Stored items:
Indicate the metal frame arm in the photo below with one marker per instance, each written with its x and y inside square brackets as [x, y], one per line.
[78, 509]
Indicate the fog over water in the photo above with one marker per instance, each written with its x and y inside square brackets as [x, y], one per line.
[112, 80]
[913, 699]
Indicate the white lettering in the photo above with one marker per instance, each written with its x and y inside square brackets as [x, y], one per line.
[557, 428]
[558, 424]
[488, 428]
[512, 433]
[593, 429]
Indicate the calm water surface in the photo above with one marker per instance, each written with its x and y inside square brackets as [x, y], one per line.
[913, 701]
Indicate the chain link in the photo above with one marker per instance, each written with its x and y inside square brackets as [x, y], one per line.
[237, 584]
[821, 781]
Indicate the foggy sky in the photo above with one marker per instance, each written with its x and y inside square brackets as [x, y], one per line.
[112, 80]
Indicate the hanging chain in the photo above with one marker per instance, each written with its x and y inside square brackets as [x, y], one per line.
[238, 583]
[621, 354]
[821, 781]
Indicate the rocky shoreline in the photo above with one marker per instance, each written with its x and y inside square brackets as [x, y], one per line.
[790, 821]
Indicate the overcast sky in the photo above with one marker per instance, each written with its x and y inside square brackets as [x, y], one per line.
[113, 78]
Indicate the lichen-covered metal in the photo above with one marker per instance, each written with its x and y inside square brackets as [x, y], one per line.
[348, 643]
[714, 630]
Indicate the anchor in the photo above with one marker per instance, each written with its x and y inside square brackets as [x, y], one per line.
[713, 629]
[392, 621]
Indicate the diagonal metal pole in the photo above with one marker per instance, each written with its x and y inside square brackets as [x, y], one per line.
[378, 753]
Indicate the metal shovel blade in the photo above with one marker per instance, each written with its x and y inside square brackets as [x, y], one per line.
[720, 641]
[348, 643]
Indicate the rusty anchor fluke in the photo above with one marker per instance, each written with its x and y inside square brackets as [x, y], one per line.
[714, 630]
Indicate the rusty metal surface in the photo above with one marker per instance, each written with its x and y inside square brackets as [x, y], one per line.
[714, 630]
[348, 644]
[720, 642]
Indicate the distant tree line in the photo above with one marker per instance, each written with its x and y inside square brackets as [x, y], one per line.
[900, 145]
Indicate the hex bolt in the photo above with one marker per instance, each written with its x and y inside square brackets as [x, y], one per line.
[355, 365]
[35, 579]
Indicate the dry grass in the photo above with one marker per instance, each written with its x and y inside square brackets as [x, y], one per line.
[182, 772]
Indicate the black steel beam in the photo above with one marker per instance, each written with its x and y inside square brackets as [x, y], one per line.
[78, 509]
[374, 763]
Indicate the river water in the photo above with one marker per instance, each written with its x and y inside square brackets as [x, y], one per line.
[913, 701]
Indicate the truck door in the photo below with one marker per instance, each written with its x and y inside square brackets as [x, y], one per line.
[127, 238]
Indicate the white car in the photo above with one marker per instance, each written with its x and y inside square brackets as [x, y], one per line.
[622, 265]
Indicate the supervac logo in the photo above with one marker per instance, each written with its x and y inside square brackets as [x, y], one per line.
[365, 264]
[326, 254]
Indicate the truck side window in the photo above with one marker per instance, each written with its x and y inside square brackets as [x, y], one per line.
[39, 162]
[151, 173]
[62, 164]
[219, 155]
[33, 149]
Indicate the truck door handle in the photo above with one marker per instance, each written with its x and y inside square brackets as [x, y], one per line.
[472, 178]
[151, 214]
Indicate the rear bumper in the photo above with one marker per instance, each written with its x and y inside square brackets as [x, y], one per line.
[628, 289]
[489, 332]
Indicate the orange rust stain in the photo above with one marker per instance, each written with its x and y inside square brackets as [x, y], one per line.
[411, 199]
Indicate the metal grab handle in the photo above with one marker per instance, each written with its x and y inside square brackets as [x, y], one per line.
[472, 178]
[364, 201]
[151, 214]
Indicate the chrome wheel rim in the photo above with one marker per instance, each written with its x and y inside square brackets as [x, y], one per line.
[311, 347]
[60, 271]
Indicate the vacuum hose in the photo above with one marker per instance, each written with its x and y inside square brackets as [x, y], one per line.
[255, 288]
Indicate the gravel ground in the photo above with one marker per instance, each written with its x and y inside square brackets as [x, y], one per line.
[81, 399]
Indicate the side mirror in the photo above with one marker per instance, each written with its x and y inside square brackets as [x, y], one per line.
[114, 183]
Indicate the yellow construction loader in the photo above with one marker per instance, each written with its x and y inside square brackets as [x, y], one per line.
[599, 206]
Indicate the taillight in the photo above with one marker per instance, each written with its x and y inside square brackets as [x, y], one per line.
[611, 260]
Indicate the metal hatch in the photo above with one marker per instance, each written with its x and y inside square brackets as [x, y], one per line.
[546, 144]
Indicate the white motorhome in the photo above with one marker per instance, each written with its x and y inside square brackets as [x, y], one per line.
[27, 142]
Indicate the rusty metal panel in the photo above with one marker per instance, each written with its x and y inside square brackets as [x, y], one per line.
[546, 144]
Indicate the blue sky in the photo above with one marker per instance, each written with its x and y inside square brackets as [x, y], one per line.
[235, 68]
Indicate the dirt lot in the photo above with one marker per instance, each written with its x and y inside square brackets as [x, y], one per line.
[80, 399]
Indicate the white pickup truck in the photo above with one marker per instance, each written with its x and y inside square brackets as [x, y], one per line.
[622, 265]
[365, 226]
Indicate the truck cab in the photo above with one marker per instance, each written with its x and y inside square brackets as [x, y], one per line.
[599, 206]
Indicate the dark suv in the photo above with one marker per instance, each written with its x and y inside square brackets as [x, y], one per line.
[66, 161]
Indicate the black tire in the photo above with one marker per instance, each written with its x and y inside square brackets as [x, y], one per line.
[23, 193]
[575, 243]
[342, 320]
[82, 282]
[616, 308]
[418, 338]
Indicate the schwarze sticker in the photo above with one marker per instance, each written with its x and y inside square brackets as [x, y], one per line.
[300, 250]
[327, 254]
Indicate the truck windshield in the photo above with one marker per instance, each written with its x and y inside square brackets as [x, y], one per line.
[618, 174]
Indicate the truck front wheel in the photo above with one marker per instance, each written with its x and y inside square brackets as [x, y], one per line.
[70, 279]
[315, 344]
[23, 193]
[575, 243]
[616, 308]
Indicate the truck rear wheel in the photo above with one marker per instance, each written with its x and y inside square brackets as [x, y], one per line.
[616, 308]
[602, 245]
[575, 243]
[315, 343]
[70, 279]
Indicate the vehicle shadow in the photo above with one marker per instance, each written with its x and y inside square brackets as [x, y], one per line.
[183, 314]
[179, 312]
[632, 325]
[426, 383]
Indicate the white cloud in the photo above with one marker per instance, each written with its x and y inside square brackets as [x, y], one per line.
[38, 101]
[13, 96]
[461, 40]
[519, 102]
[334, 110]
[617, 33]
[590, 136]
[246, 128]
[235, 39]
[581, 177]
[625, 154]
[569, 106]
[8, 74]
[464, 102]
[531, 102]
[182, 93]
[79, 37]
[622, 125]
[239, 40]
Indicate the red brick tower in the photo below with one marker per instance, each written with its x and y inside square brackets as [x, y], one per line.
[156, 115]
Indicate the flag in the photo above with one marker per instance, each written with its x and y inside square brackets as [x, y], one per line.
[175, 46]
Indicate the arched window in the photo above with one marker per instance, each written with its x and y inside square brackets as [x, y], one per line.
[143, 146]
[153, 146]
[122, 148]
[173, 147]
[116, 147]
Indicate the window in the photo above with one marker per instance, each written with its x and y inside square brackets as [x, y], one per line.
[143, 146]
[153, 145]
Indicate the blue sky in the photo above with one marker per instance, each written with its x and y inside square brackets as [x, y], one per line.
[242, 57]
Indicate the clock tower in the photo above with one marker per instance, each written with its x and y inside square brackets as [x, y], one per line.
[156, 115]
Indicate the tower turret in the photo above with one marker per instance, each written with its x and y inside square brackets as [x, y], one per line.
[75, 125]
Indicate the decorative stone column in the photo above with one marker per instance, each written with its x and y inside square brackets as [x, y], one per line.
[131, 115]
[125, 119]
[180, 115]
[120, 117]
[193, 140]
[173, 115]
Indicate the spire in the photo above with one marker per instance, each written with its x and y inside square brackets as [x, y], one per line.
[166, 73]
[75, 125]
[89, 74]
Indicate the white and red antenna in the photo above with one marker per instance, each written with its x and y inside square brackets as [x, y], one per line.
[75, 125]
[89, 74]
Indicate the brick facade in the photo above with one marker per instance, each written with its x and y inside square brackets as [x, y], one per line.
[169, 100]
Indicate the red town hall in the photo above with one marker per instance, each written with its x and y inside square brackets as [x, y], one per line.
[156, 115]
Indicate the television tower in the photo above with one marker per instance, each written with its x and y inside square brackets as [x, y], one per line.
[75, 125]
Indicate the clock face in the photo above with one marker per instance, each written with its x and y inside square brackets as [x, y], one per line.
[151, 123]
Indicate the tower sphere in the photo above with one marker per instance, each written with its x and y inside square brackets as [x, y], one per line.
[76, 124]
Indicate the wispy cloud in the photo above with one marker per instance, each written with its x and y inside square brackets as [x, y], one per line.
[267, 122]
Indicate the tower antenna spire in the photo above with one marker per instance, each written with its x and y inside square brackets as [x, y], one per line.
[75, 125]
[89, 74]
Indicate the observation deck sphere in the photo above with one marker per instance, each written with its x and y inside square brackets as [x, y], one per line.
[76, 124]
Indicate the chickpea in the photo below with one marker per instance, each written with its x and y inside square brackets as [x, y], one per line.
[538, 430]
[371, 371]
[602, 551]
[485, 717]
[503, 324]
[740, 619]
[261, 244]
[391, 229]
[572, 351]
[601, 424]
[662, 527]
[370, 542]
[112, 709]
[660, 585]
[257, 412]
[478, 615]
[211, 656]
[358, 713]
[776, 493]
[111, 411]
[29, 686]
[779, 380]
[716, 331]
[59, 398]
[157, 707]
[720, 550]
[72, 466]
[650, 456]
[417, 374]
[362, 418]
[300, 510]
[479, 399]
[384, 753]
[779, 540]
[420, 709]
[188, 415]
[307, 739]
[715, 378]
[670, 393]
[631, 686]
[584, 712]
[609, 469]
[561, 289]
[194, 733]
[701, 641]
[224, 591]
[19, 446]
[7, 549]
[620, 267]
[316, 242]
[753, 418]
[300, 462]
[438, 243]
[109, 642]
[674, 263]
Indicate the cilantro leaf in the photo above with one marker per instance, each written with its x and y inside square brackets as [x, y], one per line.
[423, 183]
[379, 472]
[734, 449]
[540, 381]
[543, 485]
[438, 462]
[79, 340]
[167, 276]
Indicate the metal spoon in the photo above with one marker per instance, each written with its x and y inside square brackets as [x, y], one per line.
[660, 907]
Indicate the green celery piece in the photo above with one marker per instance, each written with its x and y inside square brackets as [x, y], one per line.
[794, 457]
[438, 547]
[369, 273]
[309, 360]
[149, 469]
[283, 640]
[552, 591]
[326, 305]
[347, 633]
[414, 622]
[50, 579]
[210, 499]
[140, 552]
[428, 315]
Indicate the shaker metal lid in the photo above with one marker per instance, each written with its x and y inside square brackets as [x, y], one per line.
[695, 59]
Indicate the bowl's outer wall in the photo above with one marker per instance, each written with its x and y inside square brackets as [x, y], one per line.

TASK ITEM: Beginning with the line that has "Indicate the metal spoon", set down every line of the entries above through the final one, unchanged.

ANSWER TO THIS EXERCISE:
Indicate the metal spoon in the photo above with one marker per instance, each written with its x and y inside square brackets as [x, y], one per line.
[660, 907]
Indicate the green celery piece in the photo above with one marker per instance, each written with its x and y inside square brackets as [x, y], one per line.
[794, 457]
[438, 547]
[369, 273]
[309, 360]
[149, 469]
[283, 640]
[552, 591]
[326, 305]
[347, 633]
[414, 622]
[50, 579]
[210, 499]
[140, 552]
[428, 315]
Indicate the shaker metal lid in the photo above with one marker per instance, each written with its x and y inside square brackets as [x, y], one per line.
[695, 59]
Indicate the bowl's outer wall in the photo above with one marker per instance, each written with its x and y inside square brackets as [x, y], one per line.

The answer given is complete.